# TEXT SHOWN
⟨
University of Chicago Medicine, Center for Care and Discovery

A building with a modular grid design, which yields large, undifferentiated floor plates that are inherently flexible and more efficient than its existing campus, bridges over the adjacent street to optimize programmatic connections and circulation.

As an expansion to the University of Chicago Medicine, Center for Care and Discovery, this building occupies the given site and bridges across Maryland Avenue to an additional site to the west. Yielding large, undifferentiated floor plates that are inherently flexible for short- and long-term planning, this connection advances the hospital’s goal of maximum efficiency by allowing varying functions to be contiguous to one another and reducing the need for staff to travel between floors. The building was designed to accommodate continually changing medical technology and practices; in particular, the 5.5-meter (18-foot) floor-to-floor height and large 9.6-by-9.6-meter (31.5-by-31.5-foot) structural and planning module allows for enormous flexibility for reconfiguring departments and upgrading equipment.
⟩
# WORK REQUEST
How would you put this sentence from the building description into Spanish: "As an expansion to the University of Chicago Medicine, Center for Care and Discovery, this building occupies the given site and bridges across Maryland Avenue to an additional site to the west."? These records have no connection to the building description above.

# Entries drawn from a collection
⟨
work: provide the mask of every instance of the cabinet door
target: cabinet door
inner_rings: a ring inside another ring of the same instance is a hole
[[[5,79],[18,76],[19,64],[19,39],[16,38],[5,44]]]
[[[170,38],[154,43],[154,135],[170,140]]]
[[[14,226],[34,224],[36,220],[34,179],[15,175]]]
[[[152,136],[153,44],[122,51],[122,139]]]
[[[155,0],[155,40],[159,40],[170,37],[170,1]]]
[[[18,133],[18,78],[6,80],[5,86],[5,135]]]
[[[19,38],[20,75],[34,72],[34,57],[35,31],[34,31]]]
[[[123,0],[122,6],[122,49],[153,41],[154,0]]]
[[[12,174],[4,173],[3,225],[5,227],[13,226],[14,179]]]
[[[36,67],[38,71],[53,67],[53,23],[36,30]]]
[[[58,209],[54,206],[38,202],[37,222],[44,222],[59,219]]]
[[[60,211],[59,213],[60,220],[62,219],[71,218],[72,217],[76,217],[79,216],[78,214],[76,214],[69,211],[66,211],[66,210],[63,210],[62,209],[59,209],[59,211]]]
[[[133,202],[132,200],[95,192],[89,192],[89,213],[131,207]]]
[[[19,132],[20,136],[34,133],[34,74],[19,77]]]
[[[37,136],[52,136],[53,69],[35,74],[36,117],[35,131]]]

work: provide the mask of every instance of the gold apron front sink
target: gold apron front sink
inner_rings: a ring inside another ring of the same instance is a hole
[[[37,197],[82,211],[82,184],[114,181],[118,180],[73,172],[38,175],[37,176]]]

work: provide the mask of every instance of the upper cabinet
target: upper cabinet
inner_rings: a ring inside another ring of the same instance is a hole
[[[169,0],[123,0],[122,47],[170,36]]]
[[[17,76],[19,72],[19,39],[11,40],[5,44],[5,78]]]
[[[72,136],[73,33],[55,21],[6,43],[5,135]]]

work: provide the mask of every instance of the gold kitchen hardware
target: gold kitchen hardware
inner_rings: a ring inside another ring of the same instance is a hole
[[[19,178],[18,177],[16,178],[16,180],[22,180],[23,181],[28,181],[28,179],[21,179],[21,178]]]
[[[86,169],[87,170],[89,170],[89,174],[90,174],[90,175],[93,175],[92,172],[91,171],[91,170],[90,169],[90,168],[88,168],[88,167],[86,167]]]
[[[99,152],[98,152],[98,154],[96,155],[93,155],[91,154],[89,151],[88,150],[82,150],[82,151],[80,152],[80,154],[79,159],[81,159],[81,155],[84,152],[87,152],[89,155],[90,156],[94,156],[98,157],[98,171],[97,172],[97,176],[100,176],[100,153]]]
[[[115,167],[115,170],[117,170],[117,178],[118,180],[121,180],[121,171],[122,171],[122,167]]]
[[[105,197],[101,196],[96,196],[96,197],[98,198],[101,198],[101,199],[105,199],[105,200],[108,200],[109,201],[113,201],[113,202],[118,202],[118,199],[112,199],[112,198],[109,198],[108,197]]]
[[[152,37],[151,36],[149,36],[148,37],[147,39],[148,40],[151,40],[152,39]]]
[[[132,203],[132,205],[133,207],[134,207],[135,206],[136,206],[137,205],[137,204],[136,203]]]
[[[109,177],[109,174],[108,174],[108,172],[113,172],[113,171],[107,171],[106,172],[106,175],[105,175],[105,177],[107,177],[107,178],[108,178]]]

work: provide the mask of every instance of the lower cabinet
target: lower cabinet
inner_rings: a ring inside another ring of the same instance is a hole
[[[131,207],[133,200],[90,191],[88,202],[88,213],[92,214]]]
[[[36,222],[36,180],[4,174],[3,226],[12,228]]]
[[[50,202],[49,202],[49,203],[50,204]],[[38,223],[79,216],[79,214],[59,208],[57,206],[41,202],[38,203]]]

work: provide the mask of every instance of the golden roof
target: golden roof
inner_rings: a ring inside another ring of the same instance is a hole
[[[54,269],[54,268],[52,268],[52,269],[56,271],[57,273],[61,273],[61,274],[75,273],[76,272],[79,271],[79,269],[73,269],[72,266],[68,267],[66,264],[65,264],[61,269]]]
⟩
# WRITTEN ANSWER
Como ampliación del University of Chicago Medicine, Center for Care and Discovery, este edificio ocupa el terreno dado y cruza Maryland Avenue mediante un puente hacia un terreno adicional situado al oeste.